Copy the part of the records that begins with the line containing "For the benchmark, mark every instance of the submerged" and runs through the end of the records, replacing "thickest" with "widest" and changing nothing else.
— start The records —
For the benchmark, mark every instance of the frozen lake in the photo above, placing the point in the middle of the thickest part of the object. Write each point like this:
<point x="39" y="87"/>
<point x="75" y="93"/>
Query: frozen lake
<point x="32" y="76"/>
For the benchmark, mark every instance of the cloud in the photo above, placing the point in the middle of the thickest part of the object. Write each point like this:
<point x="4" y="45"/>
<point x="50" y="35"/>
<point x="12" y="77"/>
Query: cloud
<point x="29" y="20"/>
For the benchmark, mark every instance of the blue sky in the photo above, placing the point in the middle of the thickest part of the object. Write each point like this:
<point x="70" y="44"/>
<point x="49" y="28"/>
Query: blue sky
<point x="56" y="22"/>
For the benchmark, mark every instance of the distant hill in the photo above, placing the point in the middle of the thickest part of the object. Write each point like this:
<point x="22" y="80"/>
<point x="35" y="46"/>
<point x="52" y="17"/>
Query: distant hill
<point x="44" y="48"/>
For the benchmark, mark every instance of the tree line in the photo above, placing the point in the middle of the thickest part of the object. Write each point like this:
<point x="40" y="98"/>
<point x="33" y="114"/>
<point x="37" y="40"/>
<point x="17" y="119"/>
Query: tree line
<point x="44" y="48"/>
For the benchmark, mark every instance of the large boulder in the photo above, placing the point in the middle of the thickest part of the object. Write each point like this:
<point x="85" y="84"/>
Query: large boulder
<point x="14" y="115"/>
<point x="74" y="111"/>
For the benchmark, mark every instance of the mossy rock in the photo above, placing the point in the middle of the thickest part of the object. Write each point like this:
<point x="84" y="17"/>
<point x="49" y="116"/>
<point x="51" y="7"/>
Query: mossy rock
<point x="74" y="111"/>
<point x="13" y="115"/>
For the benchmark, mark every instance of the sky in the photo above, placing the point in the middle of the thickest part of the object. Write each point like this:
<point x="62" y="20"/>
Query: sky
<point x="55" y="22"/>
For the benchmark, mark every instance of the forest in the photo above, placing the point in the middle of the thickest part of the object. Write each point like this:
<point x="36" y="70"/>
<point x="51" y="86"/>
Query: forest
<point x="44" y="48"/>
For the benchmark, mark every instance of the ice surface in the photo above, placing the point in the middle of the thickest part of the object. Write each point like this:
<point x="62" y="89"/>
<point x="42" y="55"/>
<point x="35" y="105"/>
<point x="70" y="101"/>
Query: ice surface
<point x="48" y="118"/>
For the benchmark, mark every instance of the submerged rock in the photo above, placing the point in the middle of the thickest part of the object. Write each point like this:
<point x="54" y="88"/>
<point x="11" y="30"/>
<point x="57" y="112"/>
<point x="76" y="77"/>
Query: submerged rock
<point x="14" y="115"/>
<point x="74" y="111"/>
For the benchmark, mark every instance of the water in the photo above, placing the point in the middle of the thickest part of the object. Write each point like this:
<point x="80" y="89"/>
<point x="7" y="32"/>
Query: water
— end The records —
**Solution below:**
For the benchmark, mark every instance of the submerged rock in the photo above, placing the point in the middle of the widest part of the object. Write each point like this:
<point x="54" y="88"/>
<point x="11" y="30"/>
<point x="57" y="112"/>
<point x="76" y="77"/>
Query: submerged rock
<point x="14" y="115"/>
<point x="74" y="111"/>
For the benchmark, mark every instance of the water in the photo above, placing the point in the middle of the widest part of the object. Write each point like this:
<point x="80" y="89"/>
<point x="7" y="32"/>
Query: water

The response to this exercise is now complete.